■ **What this task involves**:
Find and copy each line in the position identification records that contains the string "shirt". Case counts.

Position identification records:
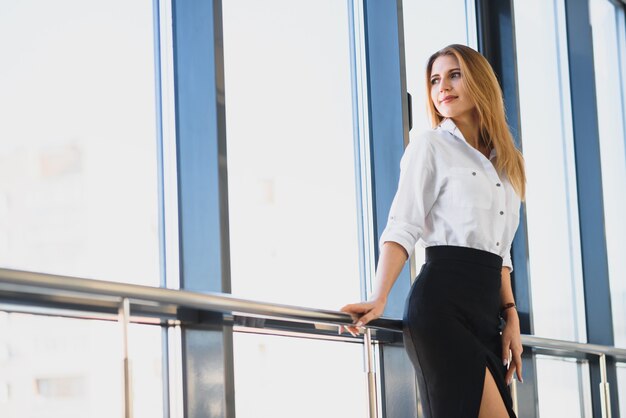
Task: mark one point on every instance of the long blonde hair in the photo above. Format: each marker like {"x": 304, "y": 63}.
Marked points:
{"x": 482, "y": 85}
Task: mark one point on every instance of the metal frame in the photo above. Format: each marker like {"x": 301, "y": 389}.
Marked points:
{"x": 388, "y": 135}
{"x": 207, "y": 355}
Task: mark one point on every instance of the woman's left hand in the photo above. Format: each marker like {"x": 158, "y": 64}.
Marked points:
{"x": 512, "y": 346}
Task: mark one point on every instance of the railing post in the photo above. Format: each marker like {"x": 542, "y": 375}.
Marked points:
{"x": 124, "y": 319}
{"x": 370, "y": 370}
{"x": 605, "y": 394}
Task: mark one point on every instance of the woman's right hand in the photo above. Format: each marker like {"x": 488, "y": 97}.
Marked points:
{"x": 362, "y": 313}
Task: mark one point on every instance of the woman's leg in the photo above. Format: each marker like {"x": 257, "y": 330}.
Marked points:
{"x": 491, "y": 404}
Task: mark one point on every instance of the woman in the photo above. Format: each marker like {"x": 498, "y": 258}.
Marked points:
{"x": 459, "y": 195}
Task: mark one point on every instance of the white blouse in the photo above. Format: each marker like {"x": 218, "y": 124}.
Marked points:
{"x": 450, "y": 194}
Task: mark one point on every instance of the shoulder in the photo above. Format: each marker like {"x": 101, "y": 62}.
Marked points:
{"x": 426, "y": 139}
{"x": 422, "y": 149}
{"x": 425, "y": 143}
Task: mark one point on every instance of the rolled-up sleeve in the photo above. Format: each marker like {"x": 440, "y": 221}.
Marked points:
{"x": 506, "y": 260}
{"x": 415, "y": 196}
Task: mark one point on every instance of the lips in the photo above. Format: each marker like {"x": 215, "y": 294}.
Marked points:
{"x": 448, "y": 99}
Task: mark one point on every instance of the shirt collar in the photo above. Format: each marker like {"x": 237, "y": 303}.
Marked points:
{"x": 448, "y": 125}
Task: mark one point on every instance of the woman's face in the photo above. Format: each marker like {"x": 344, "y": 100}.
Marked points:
{"x": 447, "y": 90}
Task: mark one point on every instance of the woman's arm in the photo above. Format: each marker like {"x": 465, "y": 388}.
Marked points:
{"x": 511, "y": 338}
{"x": 393, "y": 256}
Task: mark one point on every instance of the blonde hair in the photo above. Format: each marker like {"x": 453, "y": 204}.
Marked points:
{"x": 482, "y": 85}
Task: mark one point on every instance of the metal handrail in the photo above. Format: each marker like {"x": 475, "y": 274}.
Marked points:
{"x": 78, "y": 294}
{"x": 68, "y": 292}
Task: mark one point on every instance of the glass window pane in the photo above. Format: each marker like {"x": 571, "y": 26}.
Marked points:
{"x": 64, "y": 368}
{"x": 563, "y": 388}
{"x": 551, "y": 201}
{"x": 275, "y": 376}
{"x": 621, "y": 387}
{"x": 422, "y": 37}
{"x": 78, "y": 179}
{"x": 291, "y": 170}
{"x": 607, "y": 23}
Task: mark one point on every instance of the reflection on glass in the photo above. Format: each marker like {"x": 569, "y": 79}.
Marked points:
{"x": 78, "y": 180}
{"x": 563, "y": 388}
{"x": 551, "y": 202}
{"x": 291, "y": 170}
{"x": 67, "y": 368}
{"x": 282, "y": 377}
{"x": 607, "y": 23}
{"x": 423, "y": 35}
{"x": 621, "y": 387}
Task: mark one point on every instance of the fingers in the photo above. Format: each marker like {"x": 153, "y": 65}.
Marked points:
{"x": 517, "y": 359}
{"x": 357, "y": 308}
{"x": 514, "y": 368}
{"x": 506, "y": 353}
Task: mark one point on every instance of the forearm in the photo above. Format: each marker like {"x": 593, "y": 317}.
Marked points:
{"x": 392, "y": 259}
{"x": 506, "y": 293}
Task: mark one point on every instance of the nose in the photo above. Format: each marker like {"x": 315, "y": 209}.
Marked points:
{"x": 444, "y": 85}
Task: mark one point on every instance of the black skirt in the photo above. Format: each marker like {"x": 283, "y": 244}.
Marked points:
{"x": 452, "y": 330}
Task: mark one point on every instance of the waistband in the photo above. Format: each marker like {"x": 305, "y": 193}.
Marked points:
{"x": 467, "y": 254}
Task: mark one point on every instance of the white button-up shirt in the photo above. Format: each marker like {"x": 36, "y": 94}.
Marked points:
{"x": 450, "y": 194}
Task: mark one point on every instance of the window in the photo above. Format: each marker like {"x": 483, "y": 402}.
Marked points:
{"x": 607, "y": 24}
{"x": 423, "y": 36}
{"x": 78, "y": 188}
{"x": 291, "y": 153}
{"x": 551, "y": 201}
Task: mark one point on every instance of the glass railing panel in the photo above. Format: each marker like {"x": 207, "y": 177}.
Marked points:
{"x": 563, "y": 387}
{"x": 53, "y": 367}
{"x": 78, "y": 175}
{"x": 282, "y": 377}
{"x": 291, "y": 152}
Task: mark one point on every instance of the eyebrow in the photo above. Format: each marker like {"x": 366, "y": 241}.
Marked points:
{"x": 452, "y": 69}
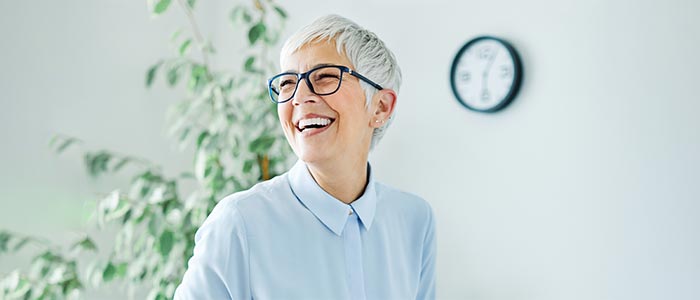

■ **Final result**:
Task: mark one point on every instance of the shirt collar in the photo above. Format: each marker like {"x": 237, "y": 303}.
Task: mark one point on every instance of the white button-up shirt in the photo above. Format: each marker like {"x": 36, "y": 94}.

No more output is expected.